- Raw data

• • •

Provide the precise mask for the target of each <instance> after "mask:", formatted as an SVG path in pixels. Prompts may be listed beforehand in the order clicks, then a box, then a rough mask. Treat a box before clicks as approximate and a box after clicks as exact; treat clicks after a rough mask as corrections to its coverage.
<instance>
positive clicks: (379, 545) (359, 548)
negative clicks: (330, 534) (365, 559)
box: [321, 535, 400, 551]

• • •

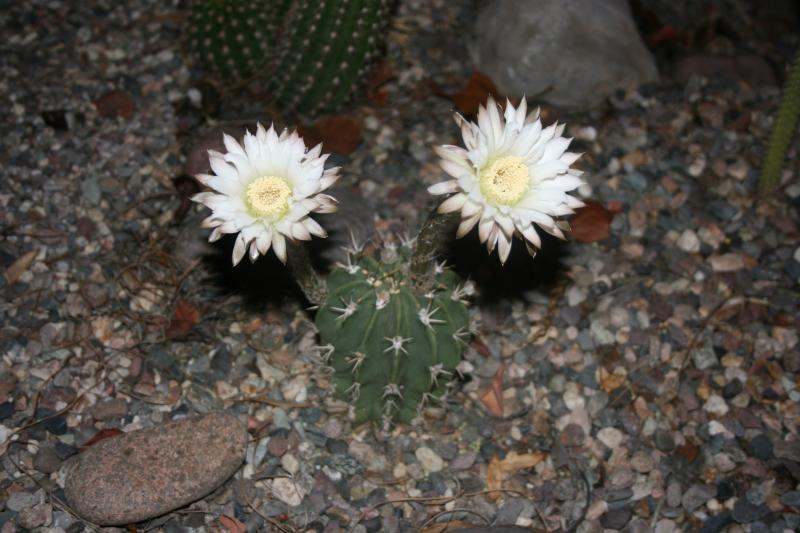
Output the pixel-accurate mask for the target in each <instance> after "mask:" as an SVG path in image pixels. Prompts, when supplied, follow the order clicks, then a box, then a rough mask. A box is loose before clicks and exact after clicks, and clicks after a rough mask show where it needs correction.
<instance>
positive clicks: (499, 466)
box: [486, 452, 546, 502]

• • •

- Task prompt
Change "beforehand" to "in advance" in everything from the line containing "Provide the precise" down to the line containing "box: [321, 535, 400, 551]", and give those lines back with nothing else altered.

- Result of this exercise
Provide the precise mask for the target of each <instance> after "mask:", formatted as an SVG path in pixels. Prompts may be listed in advance in the order clicks, then a box, then a rough mask. Treat a box before clicks as approximate and a box after clicks as exact; treat clicks after a rough mask as corrections to its coverage.
<instance>
positive clicks: (379, 545) (359, 548)
negative clicks: (330, 534) (365, 559)
box: [321, 535, 400, 551]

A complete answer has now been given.